Find and copy the lines in the records beneath this task that contain the word "trap".

"""

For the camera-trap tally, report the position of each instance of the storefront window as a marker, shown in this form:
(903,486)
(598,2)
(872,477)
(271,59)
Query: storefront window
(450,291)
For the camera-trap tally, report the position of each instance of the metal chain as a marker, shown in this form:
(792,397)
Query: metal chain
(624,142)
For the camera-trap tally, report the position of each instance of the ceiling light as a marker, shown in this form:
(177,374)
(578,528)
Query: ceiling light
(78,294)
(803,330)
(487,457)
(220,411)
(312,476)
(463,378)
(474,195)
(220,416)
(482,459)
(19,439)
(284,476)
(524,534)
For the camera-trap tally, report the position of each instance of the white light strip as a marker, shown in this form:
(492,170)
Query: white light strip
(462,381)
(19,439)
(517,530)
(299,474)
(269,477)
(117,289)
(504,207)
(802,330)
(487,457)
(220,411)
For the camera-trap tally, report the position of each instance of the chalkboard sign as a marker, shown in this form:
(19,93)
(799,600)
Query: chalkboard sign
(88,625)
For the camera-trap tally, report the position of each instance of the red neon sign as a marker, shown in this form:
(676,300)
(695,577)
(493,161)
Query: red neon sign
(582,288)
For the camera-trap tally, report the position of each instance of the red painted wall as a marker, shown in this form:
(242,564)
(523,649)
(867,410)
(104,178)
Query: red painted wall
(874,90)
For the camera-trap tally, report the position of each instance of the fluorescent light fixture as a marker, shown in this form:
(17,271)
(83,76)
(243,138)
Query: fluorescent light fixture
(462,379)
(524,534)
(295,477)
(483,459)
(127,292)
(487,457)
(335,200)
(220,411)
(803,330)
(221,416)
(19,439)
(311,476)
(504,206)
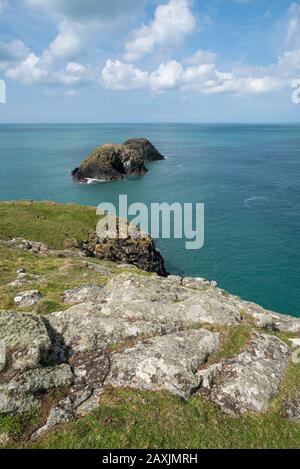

"""

**THE ANSWER:**
For the camera-trap tally, report the position of each instance of the storefront window as a marker, shown in this form:
For the camera-trap tally, report the position of each instance of the metal chain as a marker, shown in this form:
For the camera-trap tally, report the position of each instance of the ceiling light as a marker, shown in this form:
For the camera-trap tally, report the position of each instance of the white light strip as a marker, shown in this form:
For the camera-trap tally, report the position of each instance of the chalkboard sign as a marker, shown in this form:
For the camera-trap tally, report the position of each instance of the red neon sign as a marker, shown in this form:
For the camera-trap tally, report the position of each instance of the red painted wall as a marker, shown in this form:
For the camera-trap tally, report the position of each instance of the fluorescent light fixture as a marker, shown in this form:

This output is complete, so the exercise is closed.